What the exercise asks
All of the data should be copied exactly, with the pictures left out.

Recorded information

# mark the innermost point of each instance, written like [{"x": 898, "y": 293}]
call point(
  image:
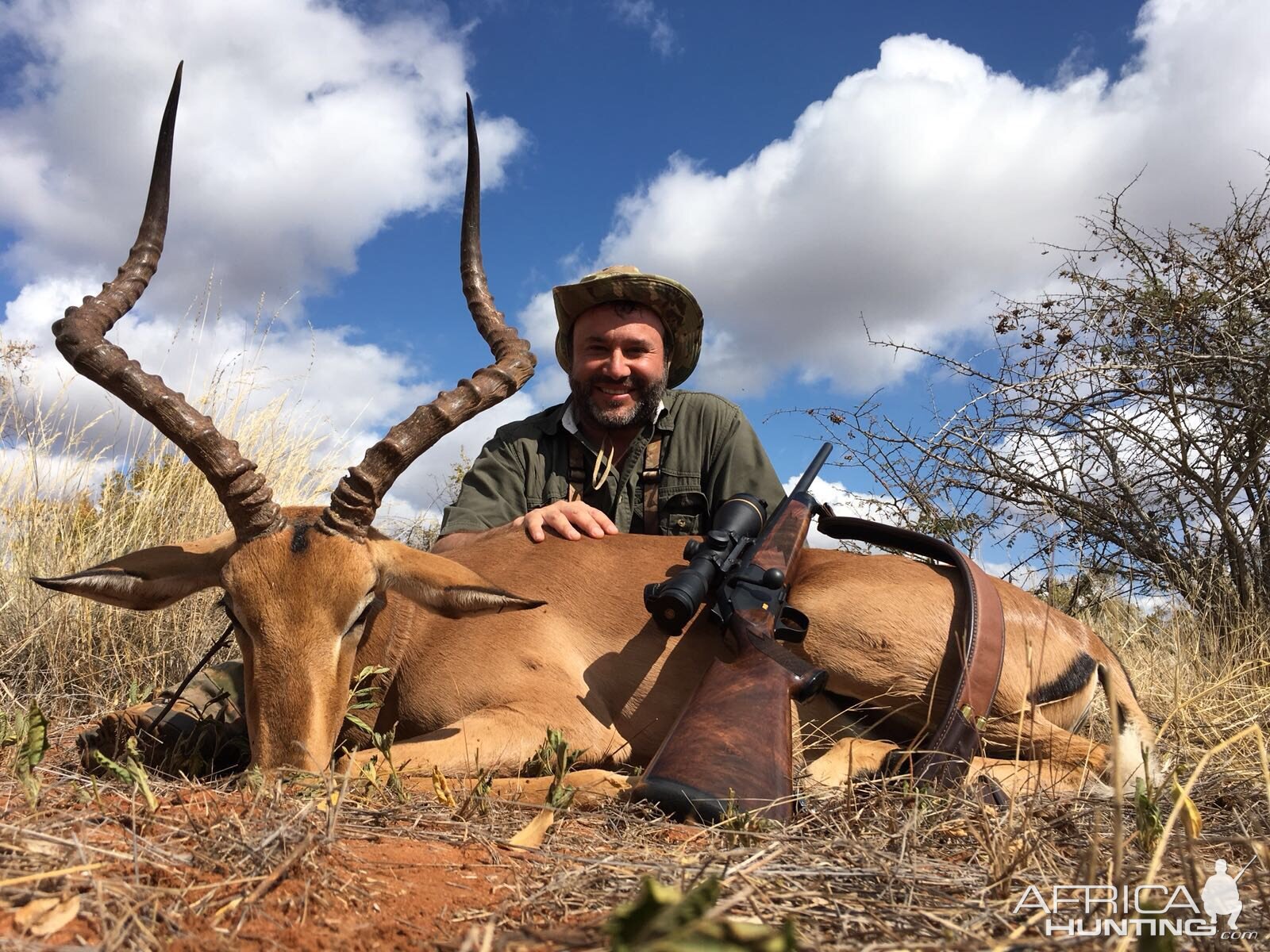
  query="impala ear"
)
[
  {"x": 438, "y": 583},
  {"x": 152, "y": 578}
]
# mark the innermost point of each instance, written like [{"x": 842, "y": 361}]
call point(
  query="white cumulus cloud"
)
[
  {"x": 302, "y": 130},
  {"x": 921, "y": 187}
]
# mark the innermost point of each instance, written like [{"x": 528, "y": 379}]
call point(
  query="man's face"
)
[{"x": 619, "y": 365}]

Exercise output
# mark the innermost point of each instance, written like [{"x": 898, "y": 293}]
call point(
  image:
  query="impala ear"
)
[
  {"x": 438, "y": 583},
  {"x": 152, "y": 578}
]
# mark the innermost point of each instance, written like [{"x": 842, "y": 361}]
call point(
  query="white cumulus cloud"
)
[
  {"x": 302, "y": 130},
  {"x": 921, "y": 187}
]
# mark the innermost point of each instance, written like [{"x": 528, "y": 379}]
call point(
  query="man's face"
)
[{"x": 619, "y": 365}]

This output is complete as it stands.